The ability of yeast to survive in harsh environmental conditions was analyzed in Petri dishes for three characteristics: temperature, pH, and salinity. In each test, 100 µL of live yeast cells (5 × 108 cells per mL) were inoculated into a YPD medium (10 g yeast extract, 20 g peptone, 20 g glucose, 20 g agar per 1 L distilled water; pH 6.0 ± 0.2) and incubated for 72 h. To assess the effect of temperature on yeast growth, they were incubated at 4, 14, 20, 24, 28, 30, 32, 35, and 37 °C. To determine the effect of pH on the growth of the tested yeasts, tests were carried out at pH 4, 5, 6, 7, 9, and 11 at 28 °C. Different salt concentrations were used to determine the effect of salinity: 0, 2, 4, 6, 8, 10, 12, and 14% NaCl, and the dishes were incubated at 28 °C. Each experiment was carried out in triplicate.

Provided data:
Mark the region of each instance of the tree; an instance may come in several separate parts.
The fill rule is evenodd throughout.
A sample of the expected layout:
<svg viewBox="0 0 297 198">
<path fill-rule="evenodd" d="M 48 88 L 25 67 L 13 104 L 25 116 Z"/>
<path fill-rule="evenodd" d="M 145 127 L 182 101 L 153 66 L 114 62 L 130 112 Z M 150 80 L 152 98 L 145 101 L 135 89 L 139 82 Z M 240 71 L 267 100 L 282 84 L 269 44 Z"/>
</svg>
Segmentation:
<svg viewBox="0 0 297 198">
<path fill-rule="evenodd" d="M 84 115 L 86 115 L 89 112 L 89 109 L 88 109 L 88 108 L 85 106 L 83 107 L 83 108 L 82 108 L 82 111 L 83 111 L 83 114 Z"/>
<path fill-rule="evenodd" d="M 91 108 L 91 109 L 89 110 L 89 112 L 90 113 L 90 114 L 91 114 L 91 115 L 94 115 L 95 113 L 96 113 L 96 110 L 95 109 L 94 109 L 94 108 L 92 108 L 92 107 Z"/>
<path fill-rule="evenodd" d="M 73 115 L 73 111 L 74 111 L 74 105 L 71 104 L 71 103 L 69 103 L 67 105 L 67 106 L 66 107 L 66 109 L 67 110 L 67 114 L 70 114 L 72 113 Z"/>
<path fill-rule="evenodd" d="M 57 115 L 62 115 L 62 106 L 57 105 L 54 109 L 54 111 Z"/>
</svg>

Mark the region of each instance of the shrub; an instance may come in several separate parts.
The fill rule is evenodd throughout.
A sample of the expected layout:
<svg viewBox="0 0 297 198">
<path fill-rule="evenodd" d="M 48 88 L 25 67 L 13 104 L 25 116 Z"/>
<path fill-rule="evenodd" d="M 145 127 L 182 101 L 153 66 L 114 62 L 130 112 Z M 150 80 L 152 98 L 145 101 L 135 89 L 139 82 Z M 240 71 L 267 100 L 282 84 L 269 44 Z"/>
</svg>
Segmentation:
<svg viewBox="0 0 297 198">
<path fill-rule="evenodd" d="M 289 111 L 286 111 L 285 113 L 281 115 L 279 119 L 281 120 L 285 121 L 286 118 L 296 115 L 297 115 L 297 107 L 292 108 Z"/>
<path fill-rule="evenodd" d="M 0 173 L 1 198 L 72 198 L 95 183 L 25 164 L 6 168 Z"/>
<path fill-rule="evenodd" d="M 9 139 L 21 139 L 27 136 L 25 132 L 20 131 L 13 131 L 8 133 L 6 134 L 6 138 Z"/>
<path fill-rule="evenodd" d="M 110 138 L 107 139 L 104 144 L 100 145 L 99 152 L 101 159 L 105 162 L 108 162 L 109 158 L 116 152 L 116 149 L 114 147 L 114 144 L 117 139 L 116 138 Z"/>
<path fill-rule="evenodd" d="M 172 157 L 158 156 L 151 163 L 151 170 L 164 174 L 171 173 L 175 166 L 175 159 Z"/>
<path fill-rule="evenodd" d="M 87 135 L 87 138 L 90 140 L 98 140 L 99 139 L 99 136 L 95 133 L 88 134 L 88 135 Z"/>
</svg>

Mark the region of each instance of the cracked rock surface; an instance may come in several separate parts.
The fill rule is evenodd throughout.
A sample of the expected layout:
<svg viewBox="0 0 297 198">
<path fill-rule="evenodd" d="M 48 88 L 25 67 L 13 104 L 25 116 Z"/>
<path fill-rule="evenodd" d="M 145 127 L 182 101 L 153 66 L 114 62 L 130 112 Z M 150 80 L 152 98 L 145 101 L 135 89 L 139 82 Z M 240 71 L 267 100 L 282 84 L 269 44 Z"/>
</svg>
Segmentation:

Exercise requirements:
**1)** Reproduce the yeast survival-testing passage word for word, starting with "The ability of" and going on through "out in triplicate.".
**2)** Resume the yeast survival-testing passage after its final sentence.

Per-task outputs:
**1)**
The ability of yeast to survive in harsh environmental conditions was analyzed in Petri dishes for three characteristics: temperature, pH, and salinity. In each test, 100 µL of live yeast cells (5 × 108 cells per mL) were inoculated into a YPD medium (10 g yeast extract, 20 g peptone, 20 g glucose, 20 g agar per 1 L distilled water; pH 6.0 ± 0.2) and incubated for 72 h. To assess the effect of temperature on yeast growth, they were incubated at 4, 14, 20, 24, 28, 30, 32, 35, and 37 °C. To determine the effect of pH on the growth of the tested yeasts, tests were carried out at pH 4, 5, 6, 7, 9, and 11 at 28 °C. Different salt concentrations were used to determine the effect of salinity: 0, 2, 4, 6, 8, 10, 12, and 14% NaCl, and the dishes were incubated at 28 °C. Each experiment was carried out in triplicate.

**2)**
4.6. Effect of Fungicides on Tested Yeast In Vitro

The impact of the selected fungicides on the growth of tested yeast strains A. pullulans PP4 and A. pullulans ZD1 was tested according to the methodology provided by Vadkertiová and Sláviková [41] with slight modifications. In the study, 3 different fungicides recommended for tomato protection were used, containing the following active substances: cupric oxychloride, azoxystrobin, and difenoconazole. In this assay, 0.5 mL of yeast inoculum (5 × 108 cells per mL) was added to tubes containing 9.5 mL of sterile YPG medium with the fungicide addition in the concentration of active ingredient recommended by the manufacturer for field treatments: cupric oxychloride 0.5%, azoxystrobin 0.05%, difenoconazole 0.02%. The control sample was a tube without fungicide inoculated in the same way. The samples were incubated at 28 °C on a rotary shaker at 150 rpm for 7 days. After this time, the biomass yields were measured and compared with the biomass production in control samples. Yeast cultures were centrifuged at 5000 rpm at 4 °C for 10 min, and the supernatant was decanted. The growth yield of the yeasts was determined as dry biomass (drying at 105 °C to constant weight). The experiment was performed in triplicate.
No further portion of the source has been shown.